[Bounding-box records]
....................

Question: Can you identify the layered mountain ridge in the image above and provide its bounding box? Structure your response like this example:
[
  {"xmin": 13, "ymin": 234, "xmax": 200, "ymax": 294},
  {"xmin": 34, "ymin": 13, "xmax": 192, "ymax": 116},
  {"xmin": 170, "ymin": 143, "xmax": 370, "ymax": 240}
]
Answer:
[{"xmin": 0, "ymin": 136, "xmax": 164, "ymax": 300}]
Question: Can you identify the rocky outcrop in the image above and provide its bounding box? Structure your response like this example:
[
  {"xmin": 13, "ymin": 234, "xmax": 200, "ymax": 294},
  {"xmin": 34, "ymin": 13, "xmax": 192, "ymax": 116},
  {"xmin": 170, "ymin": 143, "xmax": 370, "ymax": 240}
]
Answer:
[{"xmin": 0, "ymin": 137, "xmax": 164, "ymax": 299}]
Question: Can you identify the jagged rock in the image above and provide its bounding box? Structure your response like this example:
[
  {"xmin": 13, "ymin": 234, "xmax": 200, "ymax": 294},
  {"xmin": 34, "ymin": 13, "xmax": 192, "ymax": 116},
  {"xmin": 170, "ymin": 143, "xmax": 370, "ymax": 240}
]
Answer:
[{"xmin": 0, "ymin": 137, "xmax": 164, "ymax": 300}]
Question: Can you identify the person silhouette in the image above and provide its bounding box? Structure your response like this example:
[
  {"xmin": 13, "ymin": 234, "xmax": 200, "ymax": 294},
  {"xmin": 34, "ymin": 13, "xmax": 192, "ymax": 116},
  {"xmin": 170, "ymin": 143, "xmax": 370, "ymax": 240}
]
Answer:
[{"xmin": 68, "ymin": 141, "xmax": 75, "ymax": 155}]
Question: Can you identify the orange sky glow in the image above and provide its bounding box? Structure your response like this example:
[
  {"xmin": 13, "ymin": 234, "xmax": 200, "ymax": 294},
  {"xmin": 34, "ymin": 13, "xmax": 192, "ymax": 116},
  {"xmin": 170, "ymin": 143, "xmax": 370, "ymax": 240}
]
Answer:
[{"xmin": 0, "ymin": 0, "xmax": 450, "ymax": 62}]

....................

**Exercise**
Copy all of the rows above without changing a single character.

**Result of the task**
Question: Can you identify the layered mountain ridge in the image above and provide its bounding box? Structure your response like this example:
[
  {"xmin": 13, "ymin": 234, "xmax": 200, "ymax": 294},
  {"xmin": 34, "ymin": 13, "xmax": 192, "ymax": 116},
  {"xmin": 170, "ymin": 143, "xmax": 370, "ymax": 240}
]
Answer:
[{"xmin": 0, "ymin": 136, "xmax": 164, "ymax": 300}]
Question: Can you identify the rocky outcrop in the image above and provide its bounding box? Structure your response like this example:
[
  {"xmin": 13, "ymin": 234, "xmax": 200, "ymax": 294},
  {"xmin": 34, "ymin": 13, "xmax": 192, "ymax": 116},
  {"xmin": 170, "ymin": 143, "xmax": 370, "ymax": 240}
]
Answer:
[{"xmin": 0, "ymin": 137, "xmax": 164, "ymax": 299}]
Question: Can you identify the jagged rock in the image above and provide its bounding box? Structure your response like this example:
[
  {"xmin": 13, "ymin": 234, "xmax": 200, "ymax": 294},
  {"xmin": 34, "ymin": 13, "xmax": 192, "ymax": 116},
  {"xmin": 170, "ymin": 143, "xmax": 370, "ymax": 240}
]
Answer:
[{"xmin": 0, "ymin": 137, "xmax": 164, "ymax": 300}]
Question: Can you identify the person silhouette in the image above and provide its bounding box? Structure your response like this example:
[
  {"xmin": 13, "ymin": 234, "xmax": 200, "ymax": 294},
  {"xmin": 34, "ymin": 13, "xmax": 192, "ymax": 116},
  {"xmin": 170, "ymin": 143, "xmax": 370, "ymax": 240}
]
Answer:
[{"xmin": 68, "ymin": 141, "xmax": 75, "ymax": 155}]
Question: Can you identify the orange sky glow in the image above and provide its bounding box? Structure your response like this example:
[
  {"xmin": 13, "ymin": 234, "xmax": 200, "ymax": 294},
  {"xmin": 34, "ymin": 13, "xmax": 192, "ymax": 116},
  {"xmin": 170, "ymin": 143, "xmax": 370, "ymax": 240}
]
Answer:
[{"xmin": 0, "ymin": 0, "xmax": 450, "ymax": 62}]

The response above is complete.